● **JOB**: Swap "pick out" for "locate" throughout all the records below, and write the lines out again with nothing else changed.
begin
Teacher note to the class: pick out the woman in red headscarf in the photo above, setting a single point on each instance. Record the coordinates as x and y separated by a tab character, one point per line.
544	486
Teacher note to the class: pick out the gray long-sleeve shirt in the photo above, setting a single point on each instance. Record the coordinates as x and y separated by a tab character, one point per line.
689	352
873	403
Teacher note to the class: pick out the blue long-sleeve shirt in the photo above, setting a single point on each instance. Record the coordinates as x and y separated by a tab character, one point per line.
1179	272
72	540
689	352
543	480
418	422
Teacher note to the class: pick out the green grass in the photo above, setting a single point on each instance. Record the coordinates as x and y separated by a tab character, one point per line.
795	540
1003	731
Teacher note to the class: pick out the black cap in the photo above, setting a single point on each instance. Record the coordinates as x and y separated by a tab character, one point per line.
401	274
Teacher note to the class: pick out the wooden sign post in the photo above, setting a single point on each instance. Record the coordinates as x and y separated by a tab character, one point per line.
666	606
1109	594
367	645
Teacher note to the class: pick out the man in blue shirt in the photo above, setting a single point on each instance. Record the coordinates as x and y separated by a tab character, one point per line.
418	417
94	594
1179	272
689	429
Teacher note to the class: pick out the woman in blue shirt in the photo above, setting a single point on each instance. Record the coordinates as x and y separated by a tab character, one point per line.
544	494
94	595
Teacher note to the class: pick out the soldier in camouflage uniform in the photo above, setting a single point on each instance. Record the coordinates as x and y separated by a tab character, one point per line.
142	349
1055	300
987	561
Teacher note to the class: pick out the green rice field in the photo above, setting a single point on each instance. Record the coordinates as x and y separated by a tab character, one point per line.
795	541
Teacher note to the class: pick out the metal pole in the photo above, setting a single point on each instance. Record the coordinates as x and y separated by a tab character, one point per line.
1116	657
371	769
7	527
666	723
end
● **IN RESPONSE**:
Teacher note to the class: locate the woman in red headscarf in the photo above, setting a single point on each instance. Record the coordinates as x and y separated by a tab character, one point per line.
544	486
Teacher note to the class: locate the gray long-sleeve shirt in the photo above, setting a single point on each instance. Record the coordinates as x and y separated by a tab character, one point per line.
689	352
873	403
Teacher note to the class: locate the blue long-sleeve shirt in the photo above, setting a single point on each instance. Record the coordinates as x and y separated by a tab character, one point per line.
1179	272
72	540
689	352
543	480
418	422
Teacher note to the class: locate the green grass in the photo above, setting a single point on each instance. Record the coordinates as x and y separated by a tab character, one point per line.
795	540
1003	731
Teacher note to the class: locate the black cap in the photo above, setting a single point on each instance. Record the coordinates as x and y separated by a tab character, one point per line.
401	274
Teacher note to the class: locate the wooden sign post in the photo above, setting a single point on each instance. Record the coordinates as x and y separated by a tab character, one point per line.
666	606
1109	594
367	645
Teacher note to the class: locate the man in blue shirt in the photo above, setting a single point on each instance. Record the coordinates as x and y separated by a tab character, one point per line.
418	417
94	594
1179	272
689	429
Teacher note to the class: locate the woman in blue shirt in the photo above, setting a single point on each instance. Record the coordinates as x and y separated by a tab character, one point per line.
544	494
94	595
Teacher note to the class: locate the soldier in camouflage uniform in the photo above, setting a single point on each instance. Record the coordinates as x and y separated by a tab character, one point per line.
142	349
1055	300
987	561
Teacher note to the class: locate the green rice field in the photo above, setting a single point on each instance. Record the coordinates as x and y separated by a tab character, one point per line.
795	541
Teacher note to the class: locate the metal pole in the photo above, setting a single point on each instance. Record the coordinates as x and y separated by a tab character, one point per line.
1116	657
371	769
7	527
666	723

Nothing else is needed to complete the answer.